SOURCE RECORDS:

------------------------------------------------------------

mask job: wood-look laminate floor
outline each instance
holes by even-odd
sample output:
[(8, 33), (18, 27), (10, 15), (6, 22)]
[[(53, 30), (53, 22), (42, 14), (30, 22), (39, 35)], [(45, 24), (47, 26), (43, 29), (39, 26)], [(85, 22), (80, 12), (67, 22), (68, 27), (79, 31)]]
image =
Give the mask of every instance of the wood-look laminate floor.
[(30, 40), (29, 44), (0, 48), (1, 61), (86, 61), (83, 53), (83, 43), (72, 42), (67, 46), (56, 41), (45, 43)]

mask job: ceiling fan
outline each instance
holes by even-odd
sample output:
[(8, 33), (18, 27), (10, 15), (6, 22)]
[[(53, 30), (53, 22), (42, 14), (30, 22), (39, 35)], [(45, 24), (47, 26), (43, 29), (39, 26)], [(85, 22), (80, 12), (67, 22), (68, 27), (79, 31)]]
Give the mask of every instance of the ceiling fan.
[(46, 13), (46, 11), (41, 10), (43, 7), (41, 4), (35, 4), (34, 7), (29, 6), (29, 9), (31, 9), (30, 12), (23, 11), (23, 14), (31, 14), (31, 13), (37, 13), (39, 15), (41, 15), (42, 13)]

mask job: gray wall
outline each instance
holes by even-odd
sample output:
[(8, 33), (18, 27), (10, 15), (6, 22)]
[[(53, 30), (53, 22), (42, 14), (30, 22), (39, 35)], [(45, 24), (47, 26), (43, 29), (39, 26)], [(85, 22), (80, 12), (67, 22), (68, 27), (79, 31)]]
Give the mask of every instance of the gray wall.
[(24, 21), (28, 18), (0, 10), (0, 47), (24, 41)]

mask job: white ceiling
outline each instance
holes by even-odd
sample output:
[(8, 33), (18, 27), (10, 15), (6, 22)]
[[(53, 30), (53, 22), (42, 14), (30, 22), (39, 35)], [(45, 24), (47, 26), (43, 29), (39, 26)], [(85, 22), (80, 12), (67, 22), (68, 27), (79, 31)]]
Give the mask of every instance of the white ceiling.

------------------------------------------------------------

AIM: Set out as a numbered list the lines running from the start of the records through the line that contains "41), (45, 43)]", both ends included and blank lines left out.

RESPONSE:
1. mask job: wood-look laminate floor
2. outline each instance
3. holes by even-odd
4. sample output:
5. [(8, 33), (18, 27), (10, 15), (6, 22)]
6. [[(53, 30), (53, 22), (42, 14), (30, 22), (39, 35)], [(45, 24), (47, 26), (43, 29), (39, 26)], [(85, 22), (80, 12), (67, 22), (68, 27), (79, 31)]]
7. image =
8. Give the mask of every instance of the wood-look laminate floor.
9. [(30, 40), (29, 44), (0, 48), (1, 61), (86, 61), (83, 53), (83, 43), (72, 42), (67, 46), (56, 41), (45, 43)]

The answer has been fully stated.